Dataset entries
* * * * * * * * *
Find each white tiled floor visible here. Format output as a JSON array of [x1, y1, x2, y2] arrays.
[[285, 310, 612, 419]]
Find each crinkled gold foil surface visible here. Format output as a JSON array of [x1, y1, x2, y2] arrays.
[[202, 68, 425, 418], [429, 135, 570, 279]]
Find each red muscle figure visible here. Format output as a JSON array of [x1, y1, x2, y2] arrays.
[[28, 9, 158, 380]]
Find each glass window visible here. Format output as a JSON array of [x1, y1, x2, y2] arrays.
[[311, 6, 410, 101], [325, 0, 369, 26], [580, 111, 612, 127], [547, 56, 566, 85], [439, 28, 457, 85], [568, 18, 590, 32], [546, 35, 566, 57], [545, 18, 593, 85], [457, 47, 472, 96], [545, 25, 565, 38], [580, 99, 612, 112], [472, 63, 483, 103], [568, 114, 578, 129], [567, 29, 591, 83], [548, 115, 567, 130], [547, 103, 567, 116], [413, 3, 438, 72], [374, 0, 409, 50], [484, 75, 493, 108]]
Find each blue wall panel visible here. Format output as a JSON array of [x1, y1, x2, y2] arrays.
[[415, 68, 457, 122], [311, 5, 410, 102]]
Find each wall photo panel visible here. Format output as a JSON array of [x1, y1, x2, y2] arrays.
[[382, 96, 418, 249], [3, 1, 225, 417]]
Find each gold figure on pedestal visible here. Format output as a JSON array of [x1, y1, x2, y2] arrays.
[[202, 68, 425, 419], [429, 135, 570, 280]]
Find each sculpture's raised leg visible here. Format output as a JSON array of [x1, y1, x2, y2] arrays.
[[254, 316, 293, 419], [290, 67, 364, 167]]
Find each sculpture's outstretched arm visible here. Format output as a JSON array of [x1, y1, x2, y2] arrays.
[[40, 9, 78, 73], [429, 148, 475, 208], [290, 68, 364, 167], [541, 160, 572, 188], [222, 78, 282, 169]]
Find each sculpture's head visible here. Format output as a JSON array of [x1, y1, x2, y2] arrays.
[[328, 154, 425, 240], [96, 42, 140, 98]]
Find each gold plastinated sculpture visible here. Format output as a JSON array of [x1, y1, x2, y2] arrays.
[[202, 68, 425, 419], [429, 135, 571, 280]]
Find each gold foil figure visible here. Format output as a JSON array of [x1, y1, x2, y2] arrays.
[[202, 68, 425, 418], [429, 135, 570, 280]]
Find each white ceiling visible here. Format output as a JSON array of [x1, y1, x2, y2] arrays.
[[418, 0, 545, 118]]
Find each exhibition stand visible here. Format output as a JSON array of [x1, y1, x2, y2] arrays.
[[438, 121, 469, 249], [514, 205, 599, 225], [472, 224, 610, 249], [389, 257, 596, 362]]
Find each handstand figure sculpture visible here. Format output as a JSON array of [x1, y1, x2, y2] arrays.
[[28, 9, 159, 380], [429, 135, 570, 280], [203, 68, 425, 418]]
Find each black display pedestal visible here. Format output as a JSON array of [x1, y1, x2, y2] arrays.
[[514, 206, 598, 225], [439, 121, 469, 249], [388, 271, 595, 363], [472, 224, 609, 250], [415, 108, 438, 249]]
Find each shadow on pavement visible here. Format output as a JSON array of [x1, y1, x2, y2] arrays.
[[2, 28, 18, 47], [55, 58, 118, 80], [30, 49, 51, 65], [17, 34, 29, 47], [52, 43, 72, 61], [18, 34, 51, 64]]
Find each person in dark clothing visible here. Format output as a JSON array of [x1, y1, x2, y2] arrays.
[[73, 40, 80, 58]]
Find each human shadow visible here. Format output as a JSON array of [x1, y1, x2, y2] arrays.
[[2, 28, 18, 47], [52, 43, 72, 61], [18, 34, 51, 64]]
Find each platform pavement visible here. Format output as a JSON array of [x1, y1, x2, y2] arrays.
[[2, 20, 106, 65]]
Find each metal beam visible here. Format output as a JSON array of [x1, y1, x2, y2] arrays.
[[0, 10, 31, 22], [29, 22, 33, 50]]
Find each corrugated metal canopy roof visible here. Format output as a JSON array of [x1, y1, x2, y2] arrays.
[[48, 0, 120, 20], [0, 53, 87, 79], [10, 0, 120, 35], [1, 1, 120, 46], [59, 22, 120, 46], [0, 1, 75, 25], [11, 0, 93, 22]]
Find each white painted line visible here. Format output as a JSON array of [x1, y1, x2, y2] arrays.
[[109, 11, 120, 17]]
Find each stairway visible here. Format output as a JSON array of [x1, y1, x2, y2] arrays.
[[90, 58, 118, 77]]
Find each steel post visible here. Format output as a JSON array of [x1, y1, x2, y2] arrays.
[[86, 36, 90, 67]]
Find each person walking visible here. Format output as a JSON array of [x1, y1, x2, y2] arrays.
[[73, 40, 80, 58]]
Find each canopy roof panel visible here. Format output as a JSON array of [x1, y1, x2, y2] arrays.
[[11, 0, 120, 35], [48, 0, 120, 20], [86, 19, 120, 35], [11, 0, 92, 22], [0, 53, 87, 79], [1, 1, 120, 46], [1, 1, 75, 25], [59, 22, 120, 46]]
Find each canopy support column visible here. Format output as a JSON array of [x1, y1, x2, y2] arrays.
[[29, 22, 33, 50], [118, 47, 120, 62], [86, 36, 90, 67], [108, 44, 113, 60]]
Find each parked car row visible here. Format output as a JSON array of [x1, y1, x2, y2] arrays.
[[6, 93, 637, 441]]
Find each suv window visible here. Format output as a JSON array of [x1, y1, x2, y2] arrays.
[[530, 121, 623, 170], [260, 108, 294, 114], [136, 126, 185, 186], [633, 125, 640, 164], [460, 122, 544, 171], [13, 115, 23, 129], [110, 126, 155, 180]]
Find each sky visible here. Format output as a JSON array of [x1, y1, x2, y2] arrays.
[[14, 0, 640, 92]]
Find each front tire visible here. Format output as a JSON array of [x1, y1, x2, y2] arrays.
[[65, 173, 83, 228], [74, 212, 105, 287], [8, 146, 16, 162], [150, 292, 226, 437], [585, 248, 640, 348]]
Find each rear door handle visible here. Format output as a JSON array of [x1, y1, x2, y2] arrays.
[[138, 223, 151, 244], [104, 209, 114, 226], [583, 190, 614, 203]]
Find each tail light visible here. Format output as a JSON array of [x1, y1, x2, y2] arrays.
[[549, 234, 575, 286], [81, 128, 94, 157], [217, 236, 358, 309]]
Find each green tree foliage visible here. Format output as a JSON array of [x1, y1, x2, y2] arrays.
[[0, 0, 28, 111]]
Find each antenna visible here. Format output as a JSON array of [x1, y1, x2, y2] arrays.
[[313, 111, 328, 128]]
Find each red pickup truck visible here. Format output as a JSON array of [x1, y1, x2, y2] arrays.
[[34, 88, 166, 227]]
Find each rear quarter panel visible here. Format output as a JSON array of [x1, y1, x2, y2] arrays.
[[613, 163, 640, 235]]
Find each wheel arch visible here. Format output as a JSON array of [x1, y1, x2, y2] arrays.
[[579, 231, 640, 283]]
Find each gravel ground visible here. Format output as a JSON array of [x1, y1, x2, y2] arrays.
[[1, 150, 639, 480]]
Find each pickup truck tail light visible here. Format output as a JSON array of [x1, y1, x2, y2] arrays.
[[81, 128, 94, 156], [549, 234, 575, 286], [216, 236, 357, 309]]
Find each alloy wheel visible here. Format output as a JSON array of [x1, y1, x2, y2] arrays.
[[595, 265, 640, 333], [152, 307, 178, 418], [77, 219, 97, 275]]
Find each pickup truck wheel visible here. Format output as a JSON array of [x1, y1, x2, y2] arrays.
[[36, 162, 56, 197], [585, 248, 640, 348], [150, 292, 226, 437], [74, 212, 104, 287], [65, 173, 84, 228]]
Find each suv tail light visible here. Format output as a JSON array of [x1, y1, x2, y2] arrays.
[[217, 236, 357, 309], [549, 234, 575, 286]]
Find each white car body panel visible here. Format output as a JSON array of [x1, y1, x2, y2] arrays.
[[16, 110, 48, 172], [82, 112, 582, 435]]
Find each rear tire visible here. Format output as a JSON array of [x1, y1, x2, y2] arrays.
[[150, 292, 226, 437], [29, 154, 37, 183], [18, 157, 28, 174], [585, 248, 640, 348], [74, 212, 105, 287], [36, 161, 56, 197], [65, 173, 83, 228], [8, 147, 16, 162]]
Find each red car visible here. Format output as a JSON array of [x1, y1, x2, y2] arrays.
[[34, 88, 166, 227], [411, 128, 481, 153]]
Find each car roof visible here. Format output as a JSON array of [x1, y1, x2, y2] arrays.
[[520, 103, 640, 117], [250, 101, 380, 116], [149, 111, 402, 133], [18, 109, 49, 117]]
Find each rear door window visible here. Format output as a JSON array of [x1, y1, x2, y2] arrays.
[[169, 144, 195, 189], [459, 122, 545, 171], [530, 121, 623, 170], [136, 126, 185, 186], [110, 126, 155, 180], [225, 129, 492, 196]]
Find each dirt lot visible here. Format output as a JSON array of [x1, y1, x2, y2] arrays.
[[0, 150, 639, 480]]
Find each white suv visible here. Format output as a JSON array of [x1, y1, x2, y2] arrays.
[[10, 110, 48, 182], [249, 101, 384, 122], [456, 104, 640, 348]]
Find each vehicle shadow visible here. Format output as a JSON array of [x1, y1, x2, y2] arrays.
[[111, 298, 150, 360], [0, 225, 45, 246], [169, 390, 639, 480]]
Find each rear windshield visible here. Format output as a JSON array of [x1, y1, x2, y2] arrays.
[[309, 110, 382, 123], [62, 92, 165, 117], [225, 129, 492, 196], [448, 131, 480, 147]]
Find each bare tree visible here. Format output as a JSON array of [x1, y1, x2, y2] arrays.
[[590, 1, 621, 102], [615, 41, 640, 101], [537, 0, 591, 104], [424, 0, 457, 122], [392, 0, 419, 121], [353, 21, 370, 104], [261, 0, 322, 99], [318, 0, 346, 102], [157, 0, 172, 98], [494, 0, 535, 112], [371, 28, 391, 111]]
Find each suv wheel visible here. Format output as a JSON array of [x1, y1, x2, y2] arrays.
* * * * * * * * *
▶ _ASSIGNMENT_: The answer must be the line containing "Find each dirt" and every line after it to the end of the data, each set down exactly.

▶ _RESPONSE BELOW_:
Find each dirt lot visible here. Format output as a JSON array of [x1, y1, x2, y2] arrays.
[[0, 150, 639, 480]]
Find each white suv visible here. Format output as a JSON array of [x1, y1, x2, y2] arrays.
[[10, 110, 48, 182], [249, 101, 384, 122], [456, 104, 640, 348]]
Find each vehicle shadow visible here. Format output as a JSON array of [x1, y1, x2, y2] arrays.
[[111, 298, 150, 360], [0, 225, 45, 246], [169, 390, 639, 480]]
Find each rear windshield visible here. Format output as a JSON array of [x1, y1, x2, y2] arrays.
[[309, 110, 382, 123], [62, 92, 165, 117], [225, 129, 492, 196], [448, 131, 480, 147]]
Find each bare tree visible here. Format output as a JSON array of [x1, y1, x2, y2] arrays.
[[590, 1, 621, 102], [615, 41, 640, 101], [537, 0, 591, 104], [424, 0, 457, 122], [392, 0, 419, 121], [353, 21, 370, 104], [261, 0, 322, 99], [318, 0, 346, 102], [157, 0, 172, 98], [494, 0, 535, 112], [371, 28, 391, 111]]
Find each suv wheel visible here. Format output as a JSON array of [x1, y1, x2, y2] arrays.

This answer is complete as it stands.